DATA TO EXAMINE Block Start

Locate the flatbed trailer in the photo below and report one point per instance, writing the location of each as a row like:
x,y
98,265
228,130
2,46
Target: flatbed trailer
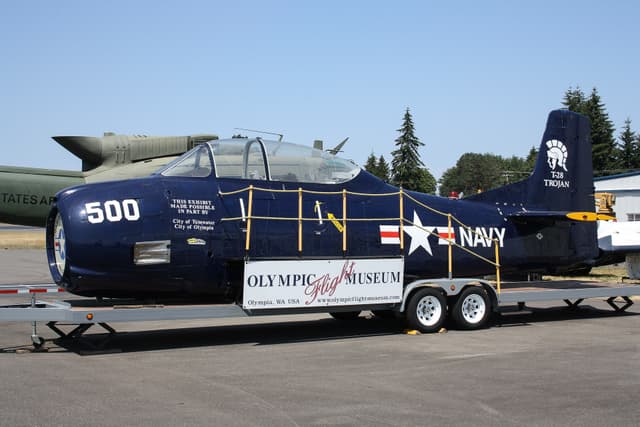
x,y
425,304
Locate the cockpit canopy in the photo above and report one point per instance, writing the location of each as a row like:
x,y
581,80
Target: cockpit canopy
x,y
258,159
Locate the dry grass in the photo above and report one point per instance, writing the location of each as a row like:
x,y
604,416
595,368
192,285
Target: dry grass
x,y
22,239
608,273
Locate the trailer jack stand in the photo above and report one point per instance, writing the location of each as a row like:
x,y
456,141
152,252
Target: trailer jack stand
x,y
77,333
573,304
612,302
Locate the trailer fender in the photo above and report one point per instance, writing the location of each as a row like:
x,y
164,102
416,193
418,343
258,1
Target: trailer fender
x,y
450,288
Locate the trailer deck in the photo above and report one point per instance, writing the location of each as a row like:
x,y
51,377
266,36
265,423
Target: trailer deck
x,y
82,314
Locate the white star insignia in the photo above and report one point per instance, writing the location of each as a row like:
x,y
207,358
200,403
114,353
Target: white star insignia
x,y
419,235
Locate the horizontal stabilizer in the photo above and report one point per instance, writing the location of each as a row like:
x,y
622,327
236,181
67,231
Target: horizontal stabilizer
x,y
545,216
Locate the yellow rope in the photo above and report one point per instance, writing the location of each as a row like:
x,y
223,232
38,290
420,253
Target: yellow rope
x,y
344,192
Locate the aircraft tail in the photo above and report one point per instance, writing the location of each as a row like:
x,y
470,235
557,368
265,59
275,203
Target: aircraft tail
x,y
562,180
554,208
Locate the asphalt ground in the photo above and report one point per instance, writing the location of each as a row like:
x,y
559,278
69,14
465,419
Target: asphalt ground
x,y
547,366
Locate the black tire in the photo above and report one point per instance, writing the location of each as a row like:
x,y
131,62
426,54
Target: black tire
x,y
345,315
472,308
427,310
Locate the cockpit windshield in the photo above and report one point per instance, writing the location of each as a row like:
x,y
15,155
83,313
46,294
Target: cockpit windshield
x,y
257,159
285,162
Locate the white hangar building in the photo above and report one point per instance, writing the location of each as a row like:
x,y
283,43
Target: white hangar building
x,y
626,188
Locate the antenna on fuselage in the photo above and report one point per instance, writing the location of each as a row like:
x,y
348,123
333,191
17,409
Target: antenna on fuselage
x,y
280,136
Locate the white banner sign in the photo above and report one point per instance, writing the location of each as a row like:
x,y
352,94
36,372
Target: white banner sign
x,y
322,283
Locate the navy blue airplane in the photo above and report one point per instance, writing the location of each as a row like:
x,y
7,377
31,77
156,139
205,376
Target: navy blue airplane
x,y
183,230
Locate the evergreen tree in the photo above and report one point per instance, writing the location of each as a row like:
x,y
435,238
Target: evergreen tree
x,y
383,169
604,150
371,165
628,148
475,172
406,166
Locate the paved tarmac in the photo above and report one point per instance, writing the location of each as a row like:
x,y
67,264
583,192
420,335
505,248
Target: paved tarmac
x,y
548,367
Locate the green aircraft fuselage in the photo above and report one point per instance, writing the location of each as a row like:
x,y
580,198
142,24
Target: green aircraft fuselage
x,y
26,194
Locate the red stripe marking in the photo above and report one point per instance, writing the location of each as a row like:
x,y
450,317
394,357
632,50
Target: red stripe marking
x,y
389,234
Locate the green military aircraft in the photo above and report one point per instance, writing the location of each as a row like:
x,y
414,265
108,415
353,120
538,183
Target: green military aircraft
x,y
26,193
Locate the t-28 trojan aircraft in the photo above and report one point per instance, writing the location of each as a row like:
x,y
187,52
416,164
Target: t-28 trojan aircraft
x,y
195,228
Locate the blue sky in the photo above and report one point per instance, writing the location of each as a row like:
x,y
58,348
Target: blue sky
x,y
477,76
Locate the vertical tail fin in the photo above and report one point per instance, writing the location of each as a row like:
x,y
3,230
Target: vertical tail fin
x,y
563,176
562,179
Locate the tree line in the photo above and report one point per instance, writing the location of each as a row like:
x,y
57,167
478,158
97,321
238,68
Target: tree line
x,y
475,172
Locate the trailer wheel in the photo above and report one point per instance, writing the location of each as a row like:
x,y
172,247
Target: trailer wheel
x,y
384,314
427,310
345,315
472,308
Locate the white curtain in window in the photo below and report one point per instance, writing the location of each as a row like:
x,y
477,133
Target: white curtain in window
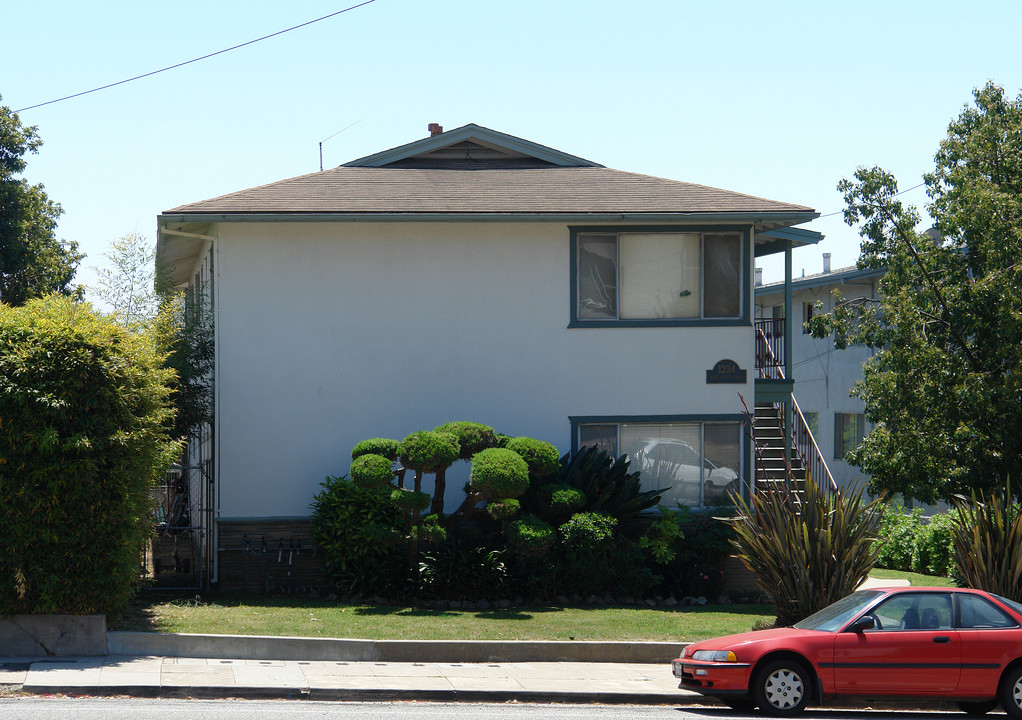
x,y
667,455
659,275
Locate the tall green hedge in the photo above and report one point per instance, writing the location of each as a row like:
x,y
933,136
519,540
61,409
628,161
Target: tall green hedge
x,y
84,417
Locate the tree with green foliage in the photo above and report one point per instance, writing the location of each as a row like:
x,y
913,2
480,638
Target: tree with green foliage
x,y
33,261
944,387
84,432
140,298
128,285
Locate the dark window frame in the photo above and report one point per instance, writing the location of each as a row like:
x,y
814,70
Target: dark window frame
x,y
745,446
744,319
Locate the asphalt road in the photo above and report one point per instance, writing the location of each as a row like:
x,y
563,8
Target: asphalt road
x,y
124,709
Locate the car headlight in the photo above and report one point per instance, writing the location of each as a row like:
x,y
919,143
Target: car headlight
x,y
715,656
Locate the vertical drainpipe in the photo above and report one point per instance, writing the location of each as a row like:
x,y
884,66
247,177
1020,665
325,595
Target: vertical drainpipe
x,y
786,423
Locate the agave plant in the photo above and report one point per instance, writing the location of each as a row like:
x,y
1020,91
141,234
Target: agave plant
x,y
987,539
808,545
607,485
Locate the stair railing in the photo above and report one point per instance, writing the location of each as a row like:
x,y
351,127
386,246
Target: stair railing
x,y
770,367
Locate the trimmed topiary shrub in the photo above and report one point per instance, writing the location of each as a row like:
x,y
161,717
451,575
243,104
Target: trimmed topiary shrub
x,y
471,437
499,474
426,451
529,536
541,457
377,446
371,471
84,419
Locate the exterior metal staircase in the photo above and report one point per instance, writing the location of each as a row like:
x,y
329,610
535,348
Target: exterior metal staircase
x,y
775,467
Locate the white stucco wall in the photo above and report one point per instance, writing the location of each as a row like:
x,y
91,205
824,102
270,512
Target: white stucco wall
x,y
329,333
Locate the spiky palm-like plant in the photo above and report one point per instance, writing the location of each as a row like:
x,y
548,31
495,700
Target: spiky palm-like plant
x,y
987,538
808,546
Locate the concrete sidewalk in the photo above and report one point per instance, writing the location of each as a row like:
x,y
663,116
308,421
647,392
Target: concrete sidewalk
x,y
345,680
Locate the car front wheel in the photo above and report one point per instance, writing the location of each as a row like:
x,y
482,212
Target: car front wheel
x,y
1010,693
782,687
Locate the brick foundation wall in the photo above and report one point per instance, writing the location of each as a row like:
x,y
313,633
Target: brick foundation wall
x,y
268,556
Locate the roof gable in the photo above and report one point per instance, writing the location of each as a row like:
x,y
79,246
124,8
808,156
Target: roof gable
x,y
471,144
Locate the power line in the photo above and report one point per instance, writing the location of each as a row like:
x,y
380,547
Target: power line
x,y
900,192
203,57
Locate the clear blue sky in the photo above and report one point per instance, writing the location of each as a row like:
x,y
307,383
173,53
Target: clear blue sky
x,y
780,100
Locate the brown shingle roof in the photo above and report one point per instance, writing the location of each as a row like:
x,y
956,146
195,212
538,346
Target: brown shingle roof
x,y
511,191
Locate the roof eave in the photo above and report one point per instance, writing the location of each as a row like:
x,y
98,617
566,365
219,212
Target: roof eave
x,y
761,221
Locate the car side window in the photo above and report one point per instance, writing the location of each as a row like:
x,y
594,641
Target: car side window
x,y
915,611
979,613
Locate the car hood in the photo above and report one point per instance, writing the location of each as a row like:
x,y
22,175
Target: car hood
x,y
746,638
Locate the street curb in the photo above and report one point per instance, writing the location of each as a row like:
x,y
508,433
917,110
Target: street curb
x,y
328,649
378,694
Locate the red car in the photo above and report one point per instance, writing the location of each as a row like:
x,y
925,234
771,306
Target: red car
x,y
936,642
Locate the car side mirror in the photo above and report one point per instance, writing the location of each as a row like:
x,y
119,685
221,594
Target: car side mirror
x,y
866,622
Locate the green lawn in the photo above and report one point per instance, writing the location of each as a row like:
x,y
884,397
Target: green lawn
x,y
287,616
914,578
250,615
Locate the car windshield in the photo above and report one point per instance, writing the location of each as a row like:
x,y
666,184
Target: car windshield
x,y
834,617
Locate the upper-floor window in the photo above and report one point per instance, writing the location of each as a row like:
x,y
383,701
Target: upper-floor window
x,y
849,430
658,277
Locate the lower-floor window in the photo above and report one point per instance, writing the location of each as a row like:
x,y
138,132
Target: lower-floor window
x,y
696,463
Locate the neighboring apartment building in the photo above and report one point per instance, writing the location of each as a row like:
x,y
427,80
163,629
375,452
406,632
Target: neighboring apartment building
x,y
825,375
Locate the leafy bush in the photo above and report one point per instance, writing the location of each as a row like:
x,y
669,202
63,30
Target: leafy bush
x,y
503,510
896,541
561,501
357,532
588,541
808,547
410,500
933,553
499,474
84,419
588,531
463,572
987,537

DATA TO EXAMINE Block End

→ **REQUIREMENT**: Pick out the lines above that hold the string "below" and show them.

→ **WRITTEN REPLY**:
Locate the flatbed trailer in the photo below and report one point per instance, writing the location of each as a row like:
Locate the white curtain in window in the photo below and report one point per instance, writing the location of each as a row like:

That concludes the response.